** begin SOURCE EXCERPT **
# Outside Frame Locomotive Question



## Jeff Livingston (Jan 2, 2008)

It is my understanding that all steam locomotive drivers required counterweights to assist in the conversion of linier motion to rotational motion. Some outside frame locomotives had cast or separately applied weights on the wheel itself, some had independent counterweights fixed to the axles outside the frame and some had a mixture of both. Does anyone know of any engineering reason that one method would be prefered over another or why methods would be mixed? The Oahu Railway's Mikados (similar to the D&RGW K-28s) and the two early Baldwin 2-8-0s (#76 & 98) had counterweights outside the frames fixed to the axles at the main rod connection only. The remaing drivers had counterweights on the spokes. All other outside frame OR&L locomotive counterweights were on the spokes. Just wondering why. 

Jeff Livingston 
Kaneohe, Hawaii


----------



## rkapuaala (Jan 3, 2008)

Jeff, 
I don't know if this is true or not, but it made since to me. Someone told me, or I read (don't remember which) that the weights acted to counter act some of the stress on the connecting pivot points between the rods and the outside axel. Not sure if I explained it right, but any way, it was sort of like you have the pressure of the rods driving against the connector that was sort of cantelevered off the wheel,,, where is with inside frames all that strees was taken up by the wheel itself. 
I figured and probably wrongly so again that the counter weights were reduced on some of the OR&L engines because they were simpled and the connectors weren't subjected to the same amount of force as a compound engine can deliver?
** end SOURCE EXCERPT **
** begin DATASET ROWS **
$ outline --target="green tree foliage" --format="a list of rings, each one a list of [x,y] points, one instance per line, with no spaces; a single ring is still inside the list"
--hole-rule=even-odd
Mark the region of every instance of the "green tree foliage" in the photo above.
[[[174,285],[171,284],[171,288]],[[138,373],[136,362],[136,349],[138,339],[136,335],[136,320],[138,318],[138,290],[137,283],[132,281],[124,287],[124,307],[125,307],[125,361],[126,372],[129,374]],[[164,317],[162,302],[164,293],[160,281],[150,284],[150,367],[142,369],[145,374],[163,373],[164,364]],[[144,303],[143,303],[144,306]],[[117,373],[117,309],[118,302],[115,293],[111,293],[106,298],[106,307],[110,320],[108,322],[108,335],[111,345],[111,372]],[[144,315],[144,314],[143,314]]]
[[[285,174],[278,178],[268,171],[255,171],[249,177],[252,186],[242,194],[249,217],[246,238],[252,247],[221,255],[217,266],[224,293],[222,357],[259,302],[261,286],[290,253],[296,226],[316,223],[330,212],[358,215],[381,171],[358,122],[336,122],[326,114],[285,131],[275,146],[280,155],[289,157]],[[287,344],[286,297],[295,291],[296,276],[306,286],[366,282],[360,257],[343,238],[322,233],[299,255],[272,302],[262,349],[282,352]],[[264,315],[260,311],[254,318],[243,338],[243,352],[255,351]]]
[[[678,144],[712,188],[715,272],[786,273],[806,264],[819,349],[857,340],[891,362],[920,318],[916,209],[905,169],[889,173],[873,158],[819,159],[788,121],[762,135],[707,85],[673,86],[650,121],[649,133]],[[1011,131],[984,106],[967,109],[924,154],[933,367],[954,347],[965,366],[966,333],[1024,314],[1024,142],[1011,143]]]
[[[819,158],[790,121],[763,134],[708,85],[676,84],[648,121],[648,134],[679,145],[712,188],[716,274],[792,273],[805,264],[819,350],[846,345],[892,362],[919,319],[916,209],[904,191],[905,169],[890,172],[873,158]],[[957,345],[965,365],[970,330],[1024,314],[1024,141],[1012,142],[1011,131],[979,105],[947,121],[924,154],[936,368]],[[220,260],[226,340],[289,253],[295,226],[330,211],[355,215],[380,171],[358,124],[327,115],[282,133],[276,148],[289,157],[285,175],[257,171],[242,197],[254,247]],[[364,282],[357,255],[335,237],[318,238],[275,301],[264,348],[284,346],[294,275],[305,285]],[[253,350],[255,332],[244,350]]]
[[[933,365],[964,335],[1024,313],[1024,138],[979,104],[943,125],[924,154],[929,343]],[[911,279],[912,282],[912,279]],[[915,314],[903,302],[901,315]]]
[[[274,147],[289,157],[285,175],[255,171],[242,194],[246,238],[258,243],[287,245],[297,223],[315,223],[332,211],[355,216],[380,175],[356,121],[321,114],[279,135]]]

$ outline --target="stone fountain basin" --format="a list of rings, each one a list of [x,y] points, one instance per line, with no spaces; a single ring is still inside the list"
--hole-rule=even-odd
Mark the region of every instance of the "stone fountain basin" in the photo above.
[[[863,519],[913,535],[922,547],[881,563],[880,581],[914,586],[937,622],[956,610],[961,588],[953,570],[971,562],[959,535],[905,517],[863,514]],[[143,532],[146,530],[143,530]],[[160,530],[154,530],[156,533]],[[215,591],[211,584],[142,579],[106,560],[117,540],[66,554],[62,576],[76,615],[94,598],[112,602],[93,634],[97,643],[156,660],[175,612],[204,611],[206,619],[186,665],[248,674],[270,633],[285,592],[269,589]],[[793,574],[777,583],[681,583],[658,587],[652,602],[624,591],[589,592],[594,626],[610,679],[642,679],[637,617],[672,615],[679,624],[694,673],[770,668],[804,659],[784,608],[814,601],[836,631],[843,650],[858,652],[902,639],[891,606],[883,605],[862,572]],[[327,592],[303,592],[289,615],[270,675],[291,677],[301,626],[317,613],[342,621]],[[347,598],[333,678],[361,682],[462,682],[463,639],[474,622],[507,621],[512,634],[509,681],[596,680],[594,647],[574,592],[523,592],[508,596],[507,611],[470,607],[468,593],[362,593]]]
** end DATASET ROWS **
- WORK TO DO -
(1) In the locomotive counterweight thread, which Oahu Railway locomotives had counterweights fixed to the axles outside the frames?
(2) Write what comes next in the locomotive counterweight thread, picking up after its last sentence.
You won't need the items to do any of this.

- EXPECTED OUTPUTS -
(1) The Mikados and the two early Baldwin 2-8-0s (#76 and 98), at the main rod connection only.

(2)
----------



## Jeff Livingston (Jan 2, 2008)

Rick, 

Good possibility. Stress would appear to be transferred from an outside/separate counterweight to the axle vice the wheel structure. But why would one method be chosen over another or mixed? The only compound locomotives simpled by the OR&L were #22 & #31 and they had counterweights on the wheels only. 

Jeff


----------



## armorsmith (Jun 1, 2008)

Jeff and Rick, 

The primary purpose of counterweights are to counter the centrifugal forces (rotational) produced by the WEIGHT of the connecting rod(s) and cylinder rod when the locomotive is in motion. The forces of the cylinder rods getting to the wheels is the function of the PIN the rods are connected to. They are unrelated forces relative to the simple / compound cylinder configuration. 

Hope that helps. 

Bob


----------



## rkapuaala (Jan 3, 2008)

Bob, 
Thanks, that is what I was trying to say, but couldn't remember exactly how it was phrased, with the exception that I was told (or read) that those same centrifugal forces exerted an unequal amount of stress on one side of the connecting pin and the bearing surfaces. I'm thinking that does not mean the rod connector but the connection to the axel itself. 
Also what about Jeff's other question. Why were these weights removed or reduced on some of the other OR&L engines?


----------



## james brodie (Mar 28, 2008)

Dear Sir, When the coupling rods are fastened to the wheelsets via crankpins then usually the counter balance isn't needed the wheel balance weights counter any inside motion rods, inside cranks for big ends and for sheaves for working the valve system. When the engine has outside frames depending on the top speed the engine will run then the size of the counterbalance weights could be increased and these balances are for the side rods. I have two model 4-4-0 locos with outside frames and balance weights but my 4-2-2 single dosn't seem to need them? 
reciprocating was a term we were taught when we were cleaners meaning converting a horizontal back and fore motion to a circular motion 
Jim Brodie.


----------



## Jeff Livingston (Jan 2, 2008)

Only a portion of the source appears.